[Epic] Replace DeepSpeed with PyTorch FSDP for Model Training #197

ktam3 · 2024-09-06T12:57:25Z

Feature Overview
This Feature card is for transitioning our model training infrastructure from DeepSpeed to PyTorch's Fully Sharded Data Parallel (FSDP) to enhance training metrics visibility, broaden accelerator support, and maintain performance parity.

Goals

Improve training metrics visibility for ML engineers and data scientists through integration with Weights & Biases.
Expand accelerator support for hardware flexibility.
Maintain or improve training performance across GPU configurations.

Requirements

Implement PyTorch FSDP as the primary distributed training framework, replacing DeepSpeed.
Integrate PyTorch FSDP with Weights & Biases for comprehensive training metrics collection and visualization.
Ensure compatibility with a broad range of accelerators (e.g., NVIDIA GPUs, AMD GPUs, TPUs).
Achieve performance parity or improvement compared to DeepSpeed on GPU configurations.
Implement and test CPU offload capabilities.
Update all relevant training scripts and documentation to reflect the transition to PyTorch FSDP.
Ensure security measures are in place for data handling during distributed training.

Some records:
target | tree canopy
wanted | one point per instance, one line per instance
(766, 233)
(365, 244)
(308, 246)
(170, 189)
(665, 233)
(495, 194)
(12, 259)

● **PROBLEMS**:
1: In the issue on replacing DeepSpeed with PyTorch FSDP, which tool is PyTorch FSDP to be integrated with for collecting and visualizing training metrics?
2: Carry on the issue about replacing DeepSpeed with PyTorch FSDP from its last line.

● **SOLVED PROBLEMS**:
1: Weights & Biases

2:
Maintain or improve the scalability of the training process.
(if applicable) Provide clear documentation on how to use the new PyTorch FSDP setup for different training scenarios.

Completion Checklist:

PyTorch FSDP implementation complete
Weights & Biases integration tested and functional
Performance benchmarks conducted across various accelerators
CPU offload capabilities evaluated and implemented if beneficial
All training scripts updated
Documentation updated
Security audit completed
Scalability tests passed

Questions to Answer

What is the performance impact of PyTorch FSDP on our specific model architectures?
How does the CPU offload capability of PyTorch FSDP compare to DeepSpeed?
Are there any specific optimizations needed for different accelerator types?
What changes are required in our CI/CD pipeline to accommodate this transition?

Out of Scope

Modifications to model architectures
Changes to data preprocessing pipelines
Alterations to evaluation metrics or procedures

Background
Our current training infrastructure uses DeepSpeed for distributed training. While effective, transitioning to PyTorch FSDP offers strategic advantages in terms of metrics visibility, accelerator support, and potential performance improvements.

User Considerations

Ensure that the transition is seamless for end-users of our models.
Communicate any changes in training times or resource requirements to relevant stakeholders.

Documentation Considerations

Update all training-related documentation to reflect the use of PyTorch FSDP.
Provide migration guides for users transitioning from DeepSpeed to PyTorch FSDP.
(if applicable) Document any changes in command-line arguments or configuration files needed for PyTorch FSDP.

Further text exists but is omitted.